Margaret Kelly
Dancer; born June 24, 1910, died September 11, 2004.
The Irish-born founder of Paris's famed Bluebell Girls dance troupe, Kelly began her career with a less glamourous ensemble called The Hot Jocks. Known simply as Miss Bluebell, Kelly was responsible for training upwards of 10,000 dancers. Since 1948 the statuesque, long-legged Bluebell girls have been a fixture at the Lido on Paris's Champs-Elysees.
Born in Dublin and orphaned early on, Kelly was encouraged by a doctor to start dancing at a young age to strengthen her legs. She caught the bug, and by her teen years travelled around Europe with an English dance troupe. She met her husband, Marcel Leibovici, a Romanian immigrant pianist, in
France in the 1930s.
She is survived by two sons, a daughter and five grandchildren.

_EXTRACTED DATA:_
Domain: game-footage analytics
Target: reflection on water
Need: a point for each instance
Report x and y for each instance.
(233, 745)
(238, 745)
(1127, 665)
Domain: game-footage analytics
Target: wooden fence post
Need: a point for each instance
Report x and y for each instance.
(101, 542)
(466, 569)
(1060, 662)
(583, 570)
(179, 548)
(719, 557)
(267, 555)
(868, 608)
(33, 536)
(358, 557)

--

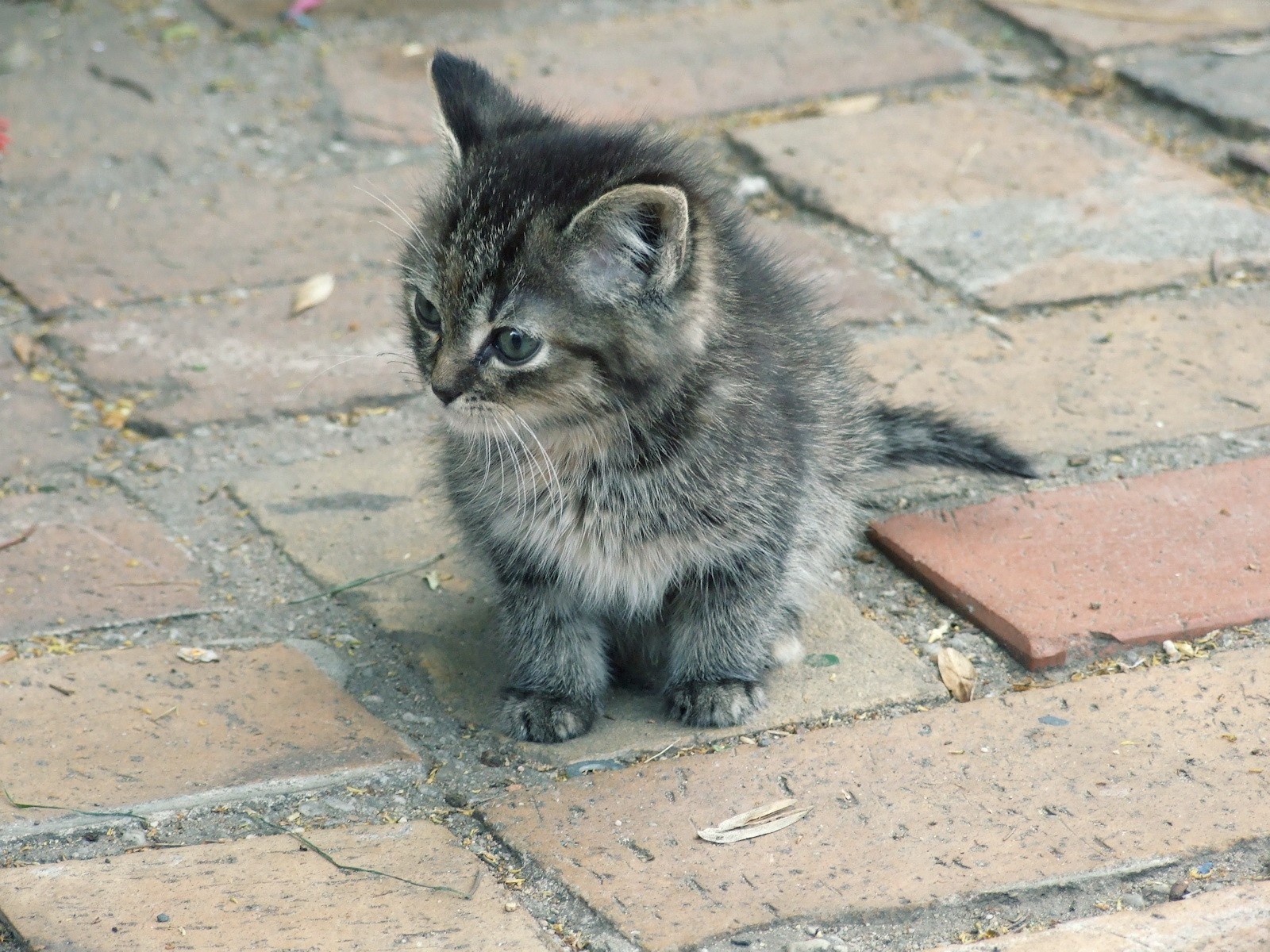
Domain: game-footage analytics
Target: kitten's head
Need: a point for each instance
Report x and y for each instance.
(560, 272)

_TO-DO LIST:_
A: Decide whether each statement agrees with the entry on Margaret Kelly, answering yes or no and quoting the deciding words from the entry: (i) Kelly trained fewer than 1,000 dancers; (ii) Kelly's husband was a pianist who had immigrated from Romania; (iii) the Bluebell girls have appeared at the Lido since 1948.
B: According to the entry on Margaret Kelly, why did Kelly start dancing as a child?

_WRITTEN RESPONSES:_
A:
(i) No: "Kelly was responsible for training upwards of 10,000 dancers."
(ii) Yes: "Marcel Leibovici, a Romanian immigrant pianist"
(iii) Yes: "Since 1948 the statuesque, long-legged Bluebell girls have been a fixture at the Lido"

B: A doctor encouraged her to start dancing at a young age so that it would strengthen her legs.